> Problem description
Render the listing below as a JSON list of strings, one string per line, skipping blank lines. Leave the pictures out of the result.

> Exercise materials
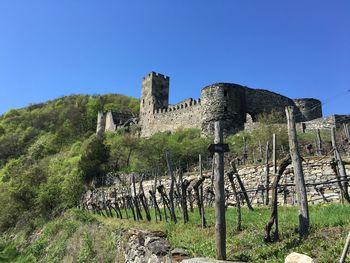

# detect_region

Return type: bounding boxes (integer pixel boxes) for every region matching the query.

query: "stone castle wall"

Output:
[97,72,330,137]
[143,99,202,137]
[84,157,350,209]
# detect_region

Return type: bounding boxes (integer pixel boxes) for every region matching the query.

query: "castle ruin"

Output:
[97,72,350,137]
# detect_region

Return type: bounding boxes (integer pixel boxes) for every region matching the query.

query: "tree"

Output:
[78,135,110,184]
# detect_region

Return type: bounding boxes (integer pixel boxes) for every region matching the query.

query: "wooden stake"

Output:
[286,106,310,238]
[331,127,350,203]
[265,141,270,205]
[214,121,226,260]
[165,151,177,224]
[339,232,350,263]
[199,155,206,228]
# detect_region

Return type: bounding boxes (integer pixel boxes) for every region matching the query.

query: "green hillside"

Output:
[0,94,208,236]
[0,94,350,262]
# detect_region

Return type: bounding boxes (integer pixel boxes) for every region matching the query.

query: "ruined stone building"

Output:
[97,72,350,137]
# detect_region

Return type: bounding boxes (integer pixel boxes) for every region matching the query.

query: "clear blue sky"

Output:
[0,0,350,115]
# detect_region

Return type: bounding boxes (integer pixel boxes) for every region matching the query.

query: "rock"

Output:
[147,239,170,256]
[284,252,314,263]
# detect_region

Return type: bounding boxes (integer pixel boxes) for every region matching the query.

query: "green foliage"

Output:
[78,135,109,183]
[0,94,139,231]
[106,129,210,172]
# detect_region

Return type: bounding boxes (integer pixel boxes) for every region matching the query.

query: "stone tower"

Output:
[140,72,169,136]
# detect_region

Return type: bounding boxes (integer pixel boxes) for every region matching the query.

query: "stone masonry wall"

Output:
[143,100,201,137]
[84,157,350,210]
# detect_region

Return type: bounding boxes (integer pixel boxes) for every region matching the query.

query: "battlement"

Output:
[153,98,201,114]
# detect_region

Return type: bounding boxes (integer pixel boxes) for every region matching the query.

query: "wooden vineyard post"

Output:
[331,127,350,203]
[209,121,226,260]
[199,155,206,228]
[343,123,350,140]
[265,141,270,205]
[227,161,242,232]
[286,106,310,238]
[165,151,177,224]
[230,162,254,211]
[272,133,277,176]
[339,232,350,263]
[265,154,291,242]
[316,129,322,155]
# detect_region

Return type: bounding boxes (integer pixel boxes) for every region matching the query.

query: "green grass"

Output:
[99,204,350,262]
[0,204,350,262]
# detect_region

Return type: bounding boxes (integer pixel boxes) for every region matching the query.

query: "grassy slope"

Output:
[0,204,350,262]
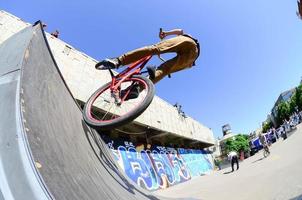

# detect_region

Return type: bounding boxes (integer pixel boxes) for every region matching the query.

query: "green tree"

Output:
[277,101,290,125]
[262,122,273,133]
[225,134,249,152]
[289,92,297,114]
[295,84,302,110]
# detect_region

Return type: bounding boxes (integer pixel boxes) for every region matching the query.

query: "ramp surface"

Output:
[0,24,164,200]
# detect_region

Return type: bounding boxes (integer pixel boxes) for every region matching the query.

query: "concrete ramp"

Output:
[0,24,163,200]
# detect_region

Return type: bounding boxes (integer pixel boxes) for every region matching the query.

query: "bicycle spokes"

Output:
[87,80,148,121]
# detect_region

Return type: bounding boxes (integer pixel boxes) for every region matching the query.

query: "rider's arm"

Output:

> Task solution
[
  "# detect_region",
  "Return type: bounding boxes (integer pixel boxes) for every region matching the query.",
  "query: \"stone castle wall\"",
  "Output:",
  "[97,72,330,137]",
  "[143,99,202,137]",
  "[84,157,350,209]",
  "# detect_region",
  "Return type: bounding boxes (integer pixel boxes) for every region matching the query.",
  "query: \"castle ruin\"",
  "Output:",
  "[97,72,350,137]",
  "# detect_region",
  "Return type: bounding boxes (integer pixel boxes) for every region matching the query.",
  "query: \"tree\"",
  "Output:",
  "[78,135,110,184]",
  "# detect_region",
  "Return type: bounding boxes (integer pixel boxes) for every region matching the query.",
  "query: \"wooden stake\"",
  "Output:",
  "[286,106,310,238]",
  "[331,127,350,203]",
  "[265,141,270,205]",
  "[214,121,226,260]",
  "[165,151,177,224]",
  "[339,232,350,263]",
  "[199,155,206,228]",
  "# detect_region",
  "Return type: bounding boxes (integer pixel boxes) for every region matching the query.",
  "query: \"green hillside\"",
  "Output:",
  "[0,94,208,236]",
  "[0,94,350,262]",
  "# detect_region",
  "Return type: bounding boxes (integer pixel boxes) for every region matching the query.",
  "query: \"ruined stone building\"",
  "Output:",
  "[97,72,350,137]",
  "# detect_region",
  "Return type: bounding boxes (integer pixel boxes) for every region matching the query.",
  "query: \"clear blue sky\"",
  "Output:",
  "[0,0,350,115]",
  "# detect_region",
  "Return type: bounding boxes (integer pixel boxes) for every region matching the query.",
  "query: \"rock\"",
  "Output:",
  "[147,239,170,256]",
  "[284,252,314,263]",
  "# detect_region",
  "Return type: bounding boxes (integer pixel boxes) for every region matching the query.",
  "query: \"green foliage\"",
  "Output:",
  "[78,135,109,183]",
  "[0,94,139,231]",
  "[106,129,210,172]",
  "# detect_region",
  "Return type: bounding boxes (integer pixel boxes) for every region matching the query.",
  "query: \"stone tower\"",
  "Output:",
  "[140,72,169,136]",
  "# detect_region",
  "Return type: bounding boxes (integer pixel boxes) for every region matching the query.",
  "query: \"stone masonry wall\"",
  "Output:",
  "[143,100,201,137]",
  "[84,157,350,210]",
  "# detect_region",
  "Return type: bounding boxes (integer pixel boxes) for every region matching the query.",
  "query: \"battlement\"",
  "Output:",
  "[153,98,201,114]",
  "# detect_region",
  "Return type: bounding boxes (integer pixel boxes) for every region matching the query.",
  "query: \"wooden vineyard post\"",
  "Output:",
  "[331,127,350,203]",
  "[209,121,226,260]",
  "[199,155,206,228]",
  "[343,123,350,140]",
  "[265,141,270,205]",
  "[227,161,242,232]",
  "[286,106,310,238]",
  "[165,151,177,224]",
  "[230,162,254,211]",
  "[272,133,277,176]",
  "[339,232,350,263]",
  "[265,154,291,242]",
  "[316,129,322,155]",
  "# detect_region",
  "Return type: bounding boxes (integer pixel boxes) for every region matching the query.",
  "query: \"green grass\"",
  "Output:",
  "[99,204,350,262]",
  "[0,204,350,262]",
  "# detect_region",
  "Return type: bounding boxes (integer pixel boxes) for every region matching the query.",
  "query: \"grassy slope\"",
  "Output:",
  "[0,204,350,262]",
  "# detect_region",
  "Return type: bounding boxes (integer pixel boxes) for every region matching the query.",
  "query: \"green tree\"",
  "Output:",
  "[277,101,290,125]",
  "[262,122,273,133]",
  "[225,134,249,152]",
  "[289,92,297,114]",
  "[295,84,302,110]",
  "# detect_region",
  "Return type: bounding boxes (integer pixel boxes) for every region matching the query.",
  "query: \"ramp surface\"",
  "Output:",
  "[0,24,164,200]",
  "# detect_region",
  "Return type: bounding boxes (integer pixel boxes) for every region matching the query.",
  "query: \"concrete ramp\"",
  "Output:",
  "[0,24,163,200]",
  "# detect_region",
  "Return type: bounding boxes (integer pixel boxes) for every region matching the query.",
  "query: \"bicycle spokes\"",
  "Output:",
  "[87,80,148,121]",
  "# detect_region",
  "Return type: bounding boxes (integer pixel boxes) for every region matching the query.",
  "query: \"rider's arm\"",
  "Output:"
]